**Set exercise**
List each of the lines below that contains the string "hand", treating uppercase and lowercase letters as distinct.

──────── Data to process ────────

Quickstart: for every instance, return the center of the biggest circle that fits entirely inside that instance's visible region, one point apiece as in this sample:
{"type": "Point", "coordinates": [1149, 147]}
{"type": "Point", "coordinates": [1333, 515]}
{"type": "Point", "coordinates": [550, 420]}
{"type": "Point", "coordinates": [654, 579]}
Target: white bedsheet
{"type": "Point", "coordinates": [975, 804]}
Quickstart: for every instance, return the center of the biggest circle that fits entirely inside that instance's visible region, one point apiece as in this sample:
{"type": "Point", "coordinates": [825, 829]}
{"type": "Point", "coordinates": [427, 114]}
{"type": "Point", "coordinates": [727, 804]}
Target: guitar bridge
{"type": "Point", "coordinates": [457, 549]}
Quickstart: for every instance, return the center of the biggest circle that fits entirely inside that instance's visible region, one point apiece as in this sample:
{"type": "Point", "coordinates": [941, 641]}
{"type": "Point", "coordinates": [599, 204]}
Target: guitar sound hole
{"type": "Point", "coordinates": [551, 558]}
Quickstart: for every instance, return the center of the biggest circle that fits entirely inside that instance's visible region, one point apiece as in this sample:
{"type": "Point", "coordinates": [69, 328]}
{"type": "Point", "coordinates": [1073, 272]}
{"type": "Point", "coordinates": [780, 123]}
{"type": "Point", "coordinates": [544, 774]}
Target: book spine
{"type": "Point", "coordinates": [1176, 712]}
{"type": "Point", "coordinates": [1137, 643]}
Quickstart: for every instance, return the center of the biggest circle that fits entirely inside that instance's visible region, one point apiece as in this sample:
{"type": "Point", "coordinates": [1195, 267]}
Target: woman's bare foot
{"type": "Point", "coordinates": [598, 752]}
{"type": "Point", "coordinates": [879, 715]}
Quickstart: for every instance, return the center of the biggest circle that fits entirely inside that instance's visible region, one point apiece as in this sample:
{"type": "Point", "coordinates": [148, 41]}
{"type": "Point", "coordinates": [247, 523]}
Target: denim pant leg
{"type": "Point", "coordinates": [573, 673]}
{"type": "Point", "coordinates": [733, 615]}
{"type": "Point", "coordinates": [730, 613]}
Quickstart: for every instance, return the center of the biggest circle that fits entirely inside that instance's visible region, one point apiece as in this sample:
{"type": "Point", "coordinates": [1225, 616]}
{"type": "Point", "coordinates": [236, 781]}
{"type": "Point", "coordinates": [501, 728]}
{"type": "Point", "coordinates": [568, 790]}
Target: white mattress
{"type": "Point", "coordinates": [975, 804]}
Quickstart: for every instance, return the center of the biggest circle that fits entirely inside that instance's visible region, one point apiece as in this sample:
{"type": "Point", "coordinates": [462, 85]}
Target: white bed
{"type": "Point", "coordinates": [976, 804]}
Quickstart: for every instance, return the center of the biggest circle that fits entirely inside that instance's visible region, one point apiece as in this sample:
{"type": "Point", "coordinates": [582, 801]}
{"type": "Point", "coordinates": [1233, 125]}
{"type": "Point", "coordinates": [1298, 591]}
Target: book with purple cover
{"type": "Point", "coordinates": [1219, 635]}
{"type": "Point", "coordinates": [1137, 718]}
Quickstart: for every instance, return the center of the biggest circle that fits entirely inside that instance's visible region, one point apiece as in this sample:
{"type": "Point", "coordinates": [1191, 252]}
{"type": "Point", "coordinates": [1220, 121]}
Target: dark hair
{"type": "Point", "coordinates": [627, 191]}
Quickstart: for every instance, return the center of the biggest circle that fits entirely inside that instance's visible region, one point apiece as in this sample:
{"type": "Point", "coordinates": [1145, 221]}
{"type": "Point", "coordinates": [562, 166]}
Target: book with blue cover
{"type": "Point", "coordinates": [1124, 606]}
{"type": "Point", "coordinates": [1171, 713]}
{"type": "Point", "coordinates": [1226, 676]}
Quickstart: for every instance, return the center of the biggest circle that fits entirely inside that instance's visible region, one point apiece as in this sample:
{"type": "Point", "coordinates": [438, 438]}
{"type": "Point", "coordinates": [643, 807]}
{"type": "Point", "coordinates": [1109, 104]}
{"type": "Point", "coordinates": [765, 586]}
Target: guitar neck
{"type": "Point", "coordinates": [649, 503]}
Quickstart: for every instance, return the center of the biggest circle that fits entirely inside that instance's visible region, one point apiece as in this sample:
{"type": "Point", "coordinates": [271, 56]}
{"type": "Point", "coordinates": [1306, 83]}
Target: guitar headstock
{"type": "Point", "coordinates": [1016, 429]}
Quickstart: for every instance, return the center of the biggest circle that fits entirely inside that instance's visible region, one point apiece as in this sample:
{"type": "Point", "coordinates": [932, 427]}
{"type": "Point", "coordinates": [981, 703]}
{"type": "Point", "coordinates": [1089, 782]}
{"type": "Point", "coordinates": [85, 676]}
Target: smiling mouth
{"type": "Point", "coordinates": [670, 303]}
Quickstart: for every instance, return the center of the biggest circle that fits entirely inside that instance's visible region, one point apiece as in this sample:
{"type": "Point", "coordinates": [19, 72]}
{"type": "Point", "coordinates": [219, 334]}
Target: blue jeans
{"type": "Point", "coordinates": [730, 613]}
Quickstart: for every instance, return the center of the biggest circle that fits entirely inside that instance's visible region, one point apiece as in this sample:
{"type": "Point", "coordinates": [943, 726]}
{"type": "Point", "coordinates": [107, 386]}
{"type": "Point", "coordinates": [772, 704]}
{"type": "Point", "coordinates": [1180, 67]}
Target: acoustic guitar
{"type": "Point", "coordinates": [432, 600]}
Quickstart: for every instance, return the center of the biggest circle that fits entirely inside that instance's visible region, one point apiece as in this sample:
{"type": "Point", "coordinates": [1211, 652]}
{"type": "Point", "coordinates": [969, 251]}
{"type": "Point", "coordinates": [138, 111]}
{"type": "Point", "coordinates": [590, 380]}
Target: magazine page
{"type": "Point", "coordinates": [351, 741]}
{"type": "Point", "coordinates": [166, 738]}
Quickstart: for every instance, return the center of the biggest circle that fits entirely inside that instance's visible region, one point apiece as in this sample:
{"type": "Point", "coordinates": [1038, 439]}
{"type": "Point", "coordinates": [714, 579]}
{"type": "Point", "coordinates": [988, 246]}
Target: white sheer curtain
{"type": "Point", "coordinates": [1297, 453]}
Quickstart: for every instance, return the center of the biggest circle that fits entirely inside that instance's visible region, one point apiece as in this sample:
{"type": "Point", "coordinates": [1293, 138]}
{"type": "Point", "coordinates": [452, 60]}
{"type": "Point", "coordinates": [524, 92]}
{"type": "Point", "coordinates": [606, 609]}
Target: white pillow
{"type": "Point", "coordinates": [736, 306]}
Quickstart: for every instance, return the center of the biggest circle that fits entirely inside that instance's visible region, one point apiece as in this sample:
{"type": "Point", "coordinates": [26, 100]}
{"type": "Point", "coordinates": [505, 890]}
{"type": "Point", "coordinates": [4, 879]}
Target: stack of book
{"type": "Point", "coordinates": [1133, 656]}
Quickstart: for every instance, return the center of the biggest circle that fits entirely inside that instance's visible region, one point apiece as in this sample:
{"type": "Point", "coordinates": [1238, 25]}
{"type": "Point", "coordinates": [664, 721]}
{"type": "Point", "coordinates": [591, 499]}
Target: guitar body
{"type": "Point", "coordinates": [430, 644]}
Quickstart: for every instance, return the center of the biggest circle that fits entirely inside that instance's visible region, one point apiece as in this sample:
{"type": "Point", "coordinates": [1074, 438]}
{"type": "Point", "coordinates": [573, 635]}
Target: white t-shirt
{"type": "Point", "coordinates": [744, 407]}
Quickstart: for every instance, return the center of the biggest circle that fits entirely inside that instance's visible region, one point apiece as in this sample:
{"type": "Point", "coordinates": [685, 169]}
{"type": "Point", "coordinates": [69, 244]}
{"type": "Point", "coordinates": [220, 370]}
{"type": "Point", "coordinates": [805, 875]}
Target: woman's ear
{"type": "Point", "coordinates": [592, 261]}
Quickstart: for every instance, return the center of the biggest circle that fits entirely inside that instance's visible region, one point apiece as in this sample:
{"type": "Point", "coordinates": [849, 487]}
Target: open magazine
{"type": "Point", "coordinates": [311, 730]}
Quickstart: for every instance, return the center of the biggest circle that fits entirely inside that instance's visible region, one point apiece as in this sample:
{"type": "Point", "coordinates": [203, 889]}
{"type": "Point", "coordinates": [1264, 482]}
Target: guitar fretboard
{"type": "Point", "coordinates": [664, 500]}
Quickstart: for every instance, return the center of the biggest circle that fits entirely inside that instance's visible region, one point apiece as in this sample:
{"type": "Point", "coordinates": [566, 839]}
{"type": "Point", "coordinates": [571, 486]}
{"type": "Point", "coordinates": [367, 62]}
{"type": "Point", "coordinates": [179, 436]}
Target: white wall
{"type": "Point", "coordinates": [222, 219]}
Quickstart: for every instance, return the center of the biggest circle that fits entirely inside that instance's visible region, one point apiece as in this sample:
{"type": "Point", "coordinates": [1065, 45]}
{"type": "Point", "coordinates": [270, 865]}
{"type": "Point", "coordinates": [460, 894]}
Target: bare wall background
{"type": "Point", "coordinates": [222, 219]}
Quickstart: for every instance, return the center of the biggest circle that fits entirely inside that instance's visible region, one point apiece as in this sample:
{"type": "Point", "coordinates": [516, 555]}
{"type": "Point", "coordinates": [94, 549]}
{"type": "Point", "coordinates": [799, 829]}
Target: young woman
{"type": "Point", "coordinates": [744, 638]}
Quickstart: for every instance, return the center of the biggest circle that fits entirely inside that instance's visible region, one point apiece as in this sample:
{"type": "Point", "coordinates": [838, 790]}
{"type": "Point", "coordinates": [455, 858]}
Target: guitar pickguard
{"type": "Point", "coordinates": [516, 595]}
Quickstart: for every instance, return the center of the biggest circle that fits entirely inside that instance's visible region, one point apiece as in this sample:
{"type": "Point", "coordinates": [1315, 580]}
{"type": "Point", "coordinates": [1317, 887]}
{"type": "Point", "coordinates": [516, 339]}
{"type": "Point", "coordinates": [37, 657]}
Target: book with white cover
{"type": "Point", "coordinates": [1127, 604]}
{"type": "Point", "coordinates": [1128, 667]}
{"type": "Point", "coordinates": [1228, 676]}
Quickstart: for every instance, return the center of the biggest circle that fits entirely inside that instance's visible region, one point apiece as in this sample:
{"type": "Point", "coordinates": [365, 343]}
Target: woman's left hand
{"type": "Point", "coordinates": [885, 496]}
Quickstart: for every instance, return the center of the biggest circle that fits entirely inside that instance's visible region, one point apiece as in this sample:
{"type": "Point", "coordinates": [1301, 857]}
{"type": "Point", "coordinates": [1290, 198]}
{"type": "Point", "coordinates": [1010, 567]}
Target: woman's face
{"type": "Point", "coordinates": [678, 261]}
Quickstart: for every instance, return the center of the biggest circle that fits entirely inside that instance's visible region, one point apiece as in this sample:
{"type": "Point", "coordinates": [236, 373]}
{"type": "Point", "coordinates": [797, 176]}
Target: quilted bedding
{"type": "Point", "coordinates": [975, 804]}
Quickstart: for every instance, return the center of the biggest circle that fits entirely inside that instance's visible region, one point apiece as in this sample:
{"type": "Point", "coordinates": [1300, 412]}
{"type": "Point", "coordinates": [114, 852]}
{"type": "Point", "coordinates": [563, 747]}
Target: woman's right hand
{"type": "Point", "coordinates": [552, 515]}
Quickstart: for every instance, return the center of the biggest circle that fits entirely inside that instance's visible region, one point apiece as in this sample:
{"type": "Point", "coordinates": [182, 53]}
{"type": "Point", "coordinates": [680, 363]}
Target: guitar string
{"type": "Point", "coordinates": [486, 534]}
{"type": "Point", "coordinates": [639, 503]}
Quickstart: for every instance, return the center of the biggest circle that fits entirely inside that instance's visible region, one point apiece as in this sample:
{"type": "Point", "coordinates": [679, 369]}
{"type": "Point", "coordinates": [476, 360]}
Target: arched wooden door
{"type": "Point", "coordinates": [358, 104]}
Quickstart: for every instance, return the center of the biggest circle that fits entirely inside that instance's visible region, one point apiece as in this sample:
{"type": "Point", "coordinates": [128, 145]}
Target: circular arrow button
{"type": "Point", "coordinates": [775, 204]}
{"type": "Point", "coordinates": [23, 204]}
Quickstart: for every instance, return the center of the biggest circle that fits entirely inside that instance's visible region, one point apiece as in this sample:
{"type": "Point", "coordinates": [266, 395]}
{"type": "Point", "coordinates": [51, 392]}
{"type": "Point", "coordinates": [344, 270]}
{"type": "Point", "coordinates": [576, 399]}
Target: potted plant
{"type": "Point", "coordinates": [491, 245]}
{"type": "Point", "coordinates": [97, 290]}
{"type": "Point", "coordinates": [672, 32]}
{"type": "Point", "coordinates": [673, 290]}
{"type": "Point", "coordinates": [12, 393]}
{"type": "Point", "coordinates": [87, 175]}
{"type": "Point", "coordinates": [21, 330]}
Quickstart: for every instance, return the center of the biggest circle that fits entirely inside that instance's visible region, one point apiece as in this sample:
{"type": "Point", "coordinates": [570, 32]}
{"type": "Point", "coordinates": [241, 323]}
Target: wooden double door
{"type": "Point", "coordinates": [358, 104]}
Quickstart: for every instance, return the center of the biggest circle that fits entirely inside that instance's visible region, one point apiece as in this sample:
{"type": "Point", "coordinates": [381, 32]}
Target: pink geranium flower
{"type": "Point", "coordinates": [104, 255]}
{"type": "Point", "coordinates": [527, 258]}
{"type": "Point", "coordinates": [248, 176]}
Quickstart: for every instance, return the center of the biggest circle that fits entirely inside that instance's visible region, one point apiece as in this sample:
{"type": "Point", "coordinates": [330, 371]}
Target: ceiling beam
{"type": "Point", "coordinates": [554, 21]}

────────

**Task result**
Target: woman's left hand
Target: woman's right hand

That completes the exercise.